» **What the exercise asks**: Only the lines with "green" in the entries below belong in the answer; please copy them.

» **Records provided**:
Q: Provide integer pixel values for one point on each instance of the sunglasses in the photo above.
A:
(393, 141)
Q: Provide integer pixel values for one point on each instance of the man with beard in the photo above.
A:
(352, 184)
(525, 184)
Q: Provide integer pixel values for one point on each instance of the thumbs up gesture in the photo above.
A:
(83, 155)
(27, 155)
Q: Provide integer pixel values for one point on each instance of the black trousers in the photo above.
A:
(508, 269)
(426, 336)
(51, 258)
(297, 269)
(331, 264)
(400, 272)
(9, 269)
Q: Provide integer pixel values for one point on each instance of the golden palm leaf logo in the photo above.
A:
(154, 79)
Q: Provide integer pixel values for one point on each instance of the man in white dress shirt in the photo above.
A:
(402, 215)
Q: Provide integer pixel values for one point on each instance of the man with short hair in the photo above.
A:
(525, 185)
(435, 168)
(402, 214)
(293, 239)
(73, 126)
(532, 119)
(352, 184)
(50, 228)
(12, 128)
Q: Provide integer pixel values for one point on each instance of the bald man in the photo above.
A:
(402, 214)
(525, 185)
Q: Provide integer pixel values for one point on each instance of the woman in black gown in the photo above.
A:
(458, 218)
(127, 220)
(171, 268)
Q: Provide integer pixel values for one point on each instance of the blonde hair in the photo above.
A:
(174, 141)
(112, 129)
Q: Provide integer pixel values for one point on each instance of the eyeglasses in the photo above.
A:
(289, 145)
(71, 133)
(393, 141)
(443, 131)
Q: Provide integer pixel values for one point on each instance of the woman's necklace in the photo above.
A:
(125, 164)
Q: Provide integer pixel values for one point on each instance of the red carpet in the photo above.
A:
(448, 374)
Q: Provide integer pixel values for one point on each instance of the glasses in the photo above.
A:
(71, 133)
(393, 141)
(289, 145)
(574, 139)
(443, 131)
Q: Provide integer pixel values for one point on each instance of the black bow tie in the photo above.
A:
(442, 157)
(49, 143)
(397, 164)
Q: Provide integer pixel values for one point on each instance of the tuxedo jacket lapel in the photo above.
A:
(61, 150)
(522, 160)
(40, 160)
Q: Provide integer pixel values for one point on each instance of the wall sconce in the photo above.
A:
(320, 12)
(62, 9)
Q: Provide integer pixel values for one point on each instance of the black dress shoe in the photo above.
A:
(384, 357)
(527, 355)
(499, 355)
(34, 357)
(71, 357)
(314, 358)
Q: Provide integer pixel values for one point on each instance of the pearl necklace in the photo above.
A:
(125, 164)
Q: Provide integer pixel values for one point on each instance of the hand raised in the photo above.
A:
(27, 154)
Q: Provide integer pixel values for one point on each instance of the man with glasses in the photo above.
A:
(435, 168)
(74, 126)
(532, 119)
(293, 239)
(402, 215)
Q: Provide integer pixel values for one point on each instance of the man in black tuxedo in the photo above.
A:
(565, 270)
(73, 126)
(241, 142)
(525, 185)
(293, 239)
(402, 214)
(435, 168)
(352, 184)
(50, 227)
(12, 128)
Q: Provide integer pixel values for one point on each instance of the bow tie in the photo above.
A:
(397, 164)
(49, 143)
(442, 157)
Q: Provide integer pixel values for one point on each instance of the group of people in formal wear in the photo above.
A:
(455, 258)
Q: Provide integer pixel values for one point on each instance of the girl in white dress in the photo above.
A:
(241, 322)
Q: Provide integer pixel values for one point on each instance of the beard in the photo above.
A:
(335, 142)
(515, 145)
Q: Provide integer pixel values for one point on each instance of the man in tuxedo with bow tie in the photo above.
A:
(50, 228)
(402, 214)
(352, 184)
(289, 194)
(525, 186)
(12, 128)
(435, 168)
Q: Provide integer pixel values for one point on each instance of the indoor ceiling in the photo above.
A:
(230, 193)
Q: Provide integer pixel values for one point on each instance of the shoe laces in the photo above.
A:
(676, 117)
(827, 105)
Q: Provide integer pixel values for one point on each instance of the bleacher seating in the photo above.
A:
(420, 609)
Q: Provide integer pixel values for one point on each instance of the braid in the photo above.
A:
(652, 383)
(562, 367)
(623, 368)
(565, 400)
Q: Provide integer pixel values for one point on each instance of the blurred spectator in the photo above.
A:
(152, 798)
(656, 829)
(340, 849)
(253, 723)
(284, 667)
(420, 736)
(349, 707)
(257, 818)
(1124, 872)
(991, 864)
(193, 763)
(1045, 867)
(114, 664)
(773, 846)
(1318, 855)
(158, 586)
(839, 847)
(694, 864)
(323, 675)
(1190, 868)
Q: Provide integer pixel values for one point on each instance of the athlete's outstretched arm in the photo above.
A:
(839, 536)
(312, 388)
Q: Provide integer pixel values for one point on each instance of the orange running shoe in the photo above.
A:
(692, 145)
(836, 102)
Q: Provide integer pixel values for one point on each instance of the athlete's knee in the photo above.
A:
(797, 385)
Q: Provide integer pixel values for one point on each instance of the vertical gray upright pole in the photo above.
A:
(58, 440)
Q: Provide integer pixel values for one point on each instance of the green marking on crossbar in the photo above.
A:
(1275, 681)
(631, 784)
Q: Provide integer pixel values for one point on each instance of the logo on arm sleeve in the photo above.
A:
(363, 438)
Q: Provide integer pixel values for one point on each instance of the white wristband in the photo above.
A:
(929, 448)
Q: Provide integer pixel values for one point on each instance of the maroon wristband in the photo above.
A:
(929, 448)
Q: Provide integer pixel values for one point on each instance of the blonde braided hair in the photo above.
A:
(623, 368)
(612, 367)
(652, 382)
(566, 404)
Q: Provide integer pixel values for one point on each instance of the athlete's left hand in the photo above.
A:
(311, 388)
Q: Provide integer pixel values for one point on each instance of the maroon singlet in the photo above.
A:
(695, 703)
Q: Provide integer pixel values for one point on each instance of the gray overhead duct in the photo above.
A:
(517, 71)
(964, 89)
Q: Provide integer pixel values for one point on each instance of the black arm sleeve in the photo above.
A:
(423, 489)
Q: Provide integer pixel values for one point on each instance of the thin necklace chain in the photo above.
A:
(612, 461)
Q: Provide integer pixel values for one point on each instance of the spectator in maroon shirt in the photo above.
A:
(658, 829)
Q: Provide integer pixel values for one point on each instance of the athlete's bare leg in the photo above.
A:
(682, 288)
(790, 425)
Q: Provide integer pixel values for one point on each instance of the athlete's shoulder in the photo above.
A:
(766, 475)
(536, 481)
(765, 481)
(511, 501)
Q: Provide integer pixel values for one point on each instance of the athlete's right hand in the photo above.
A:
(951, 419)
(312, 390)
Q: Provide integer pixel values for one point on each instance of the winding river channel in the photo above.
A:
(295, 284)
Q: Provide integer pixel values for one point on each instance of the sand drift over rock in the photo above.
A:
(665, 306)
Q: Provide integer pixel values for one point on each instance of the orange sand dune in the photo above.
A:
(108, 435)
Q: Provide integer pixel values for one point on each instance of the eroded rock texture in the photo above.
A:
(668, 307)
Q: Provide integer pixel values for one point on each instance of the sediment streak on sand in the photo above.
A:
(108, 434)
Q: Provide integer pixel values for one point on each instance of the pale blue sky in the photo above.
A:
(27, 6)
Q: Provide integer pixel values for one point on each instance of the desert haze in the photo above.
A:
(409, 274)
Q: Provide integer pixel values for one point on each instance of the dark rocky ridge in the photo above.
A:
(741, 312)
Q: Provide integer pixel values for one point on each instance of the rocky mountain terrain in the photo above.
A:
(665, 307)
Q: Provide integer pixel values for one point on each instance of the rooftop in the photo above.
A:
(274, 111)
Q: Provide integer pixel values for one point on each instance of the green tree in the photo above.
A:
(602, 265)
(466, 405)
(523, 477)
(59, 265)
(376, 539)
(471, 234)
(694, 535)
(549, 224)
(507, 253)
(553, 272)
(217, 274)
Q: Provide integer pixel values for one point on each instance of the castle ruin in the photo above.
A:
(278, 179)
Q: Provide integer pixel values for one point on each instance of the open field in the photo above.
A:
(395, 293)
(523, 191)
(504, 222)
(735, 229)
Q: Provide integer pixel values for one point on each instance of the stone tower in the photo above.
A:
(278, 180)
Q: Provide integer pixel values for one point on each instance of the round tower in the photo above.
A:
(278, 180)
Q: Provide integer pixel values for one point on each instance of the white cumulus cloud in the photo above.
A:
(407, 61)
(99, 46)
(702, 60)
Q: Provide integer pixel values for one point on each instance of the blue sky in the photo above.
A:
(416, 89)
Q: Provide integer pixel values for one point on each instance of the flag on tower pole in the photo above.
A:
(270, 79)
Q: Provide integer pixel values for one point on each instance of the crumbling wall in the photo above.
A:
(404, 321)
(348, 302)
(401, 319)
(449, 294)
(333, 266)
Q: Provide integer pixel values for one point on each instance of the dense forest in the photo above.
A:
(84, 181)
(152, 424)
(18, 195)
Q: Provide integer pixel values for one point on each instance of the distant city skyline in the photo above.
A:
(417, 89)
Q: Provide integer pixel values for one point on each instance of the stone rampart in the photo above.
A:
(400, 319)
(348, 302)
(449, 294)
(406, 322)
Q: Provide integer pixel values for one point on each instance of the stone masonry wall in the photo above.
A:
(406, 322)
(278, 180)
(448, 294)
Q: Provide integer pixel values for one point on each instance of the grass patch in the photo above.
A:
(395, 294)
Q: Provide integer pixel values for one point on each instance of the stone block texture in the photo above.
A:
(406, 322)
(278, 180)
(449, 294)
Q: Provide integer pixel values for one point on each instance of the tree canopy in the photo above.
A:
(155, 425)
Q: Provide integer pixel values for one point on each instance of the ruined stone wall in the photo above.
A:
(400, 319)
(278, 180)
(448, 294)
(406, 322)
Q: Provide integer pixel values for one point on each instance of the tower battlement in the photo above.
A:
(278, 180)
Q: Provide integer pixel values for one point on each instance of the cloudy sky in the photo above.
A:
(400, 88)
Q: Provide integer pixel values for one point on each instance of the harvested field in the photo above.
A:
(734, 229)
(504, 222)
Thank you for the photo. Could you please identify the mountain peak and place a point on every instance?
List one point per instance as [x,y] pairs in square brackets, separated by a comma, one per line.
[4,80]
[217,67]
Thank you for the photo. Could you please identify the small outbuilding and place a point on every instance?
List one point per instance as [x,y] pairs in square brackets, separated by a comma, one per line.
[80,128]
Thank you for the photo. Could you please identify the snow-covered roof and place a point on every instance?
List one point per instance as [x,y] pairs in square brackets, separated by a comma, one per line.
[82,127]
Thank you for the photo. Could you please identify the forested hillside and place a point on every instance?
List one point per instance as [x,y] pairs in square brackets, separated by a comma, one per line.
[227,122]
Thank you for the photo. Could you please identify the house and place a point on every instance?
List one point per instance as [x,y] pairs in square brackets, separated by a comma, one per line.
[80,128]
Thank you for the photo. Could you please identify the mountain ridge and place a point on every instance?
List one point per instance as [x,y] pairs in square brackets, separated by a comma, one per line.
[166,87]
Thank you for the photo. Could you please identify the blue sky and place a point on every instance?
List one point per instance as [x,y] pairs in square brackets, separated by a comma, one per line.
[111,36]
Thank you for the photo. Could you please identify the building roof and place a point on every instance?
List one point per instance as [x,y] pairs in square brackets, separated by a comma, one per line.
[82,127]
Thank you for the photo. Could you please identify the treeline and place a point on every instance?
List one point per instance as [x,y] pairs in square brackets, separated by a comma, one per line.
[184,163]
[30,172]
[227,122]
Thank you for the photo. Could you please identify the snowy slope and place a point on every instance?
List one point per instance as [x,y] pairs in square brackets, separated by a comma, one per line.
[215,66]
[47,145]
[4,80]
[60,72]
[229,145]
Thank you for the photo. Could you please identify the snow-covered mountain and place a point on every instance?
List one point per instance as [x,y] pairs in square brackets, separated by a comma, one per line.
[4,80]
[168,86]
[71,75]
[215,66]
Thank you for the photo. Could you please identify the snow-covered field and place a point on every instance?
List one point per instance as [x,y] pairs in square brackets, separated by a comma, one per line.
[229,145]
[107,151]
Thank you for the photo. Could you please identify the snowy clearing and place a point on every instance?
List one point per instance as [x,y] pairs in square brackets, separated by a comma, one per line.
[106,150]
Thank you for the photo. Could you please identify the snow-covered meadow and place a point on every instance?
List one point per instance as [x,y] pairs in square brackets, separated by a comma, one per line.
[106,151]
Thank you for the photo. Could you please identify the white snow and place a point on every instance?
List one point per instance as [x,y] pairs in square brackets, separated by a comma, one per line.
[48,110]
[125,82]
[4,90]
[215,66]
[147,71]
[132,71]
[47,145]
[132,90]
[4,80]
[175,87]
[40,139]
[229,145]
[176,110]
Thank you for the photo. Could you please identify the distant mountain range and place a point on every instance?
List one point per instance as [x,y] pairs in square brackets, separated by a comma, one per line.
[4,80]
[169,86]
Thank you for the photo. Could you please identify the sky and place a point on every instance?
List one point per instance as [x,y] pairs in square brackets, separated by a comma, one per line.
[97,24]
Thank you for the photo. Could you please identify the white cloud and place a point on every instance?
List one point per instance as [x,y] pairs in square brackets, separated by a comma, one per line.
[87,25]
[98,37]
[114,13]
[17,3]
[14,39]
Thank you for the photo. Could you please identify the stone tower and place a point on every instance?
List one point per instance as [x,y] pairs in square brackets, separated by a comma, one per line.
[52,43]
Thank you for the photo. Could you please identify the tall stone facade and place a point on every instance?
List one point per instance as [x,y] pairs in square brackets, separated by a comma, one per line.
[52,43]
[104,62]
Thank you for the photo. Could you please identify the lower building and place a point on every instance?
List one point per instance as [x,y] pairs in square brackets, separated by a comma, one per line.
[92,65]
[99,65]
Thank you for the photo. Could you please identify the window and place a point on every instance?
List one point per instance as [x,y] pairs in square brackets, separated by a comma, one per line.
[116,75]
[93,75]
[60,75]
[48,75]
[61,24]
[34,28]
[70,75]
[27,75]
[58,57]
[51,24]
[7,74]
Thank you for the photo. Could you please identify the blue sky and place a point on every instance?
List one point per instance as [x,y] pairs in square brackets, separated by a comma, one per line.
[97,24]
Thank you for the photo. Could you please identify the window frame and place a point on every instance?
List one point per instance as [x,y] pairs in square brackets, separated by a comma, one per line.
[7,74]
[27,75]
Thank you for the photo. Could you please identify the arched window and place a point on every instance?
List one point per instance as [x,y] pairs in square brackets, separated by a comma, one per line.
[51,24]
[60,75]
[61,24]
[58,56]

» **Task solution**:
Q: Provide integer pixel values for one point on each instance of the green marking on crossbar in the photo above.
Q: Provide integer pixel values for one point on each instance of the green tree in the photo above.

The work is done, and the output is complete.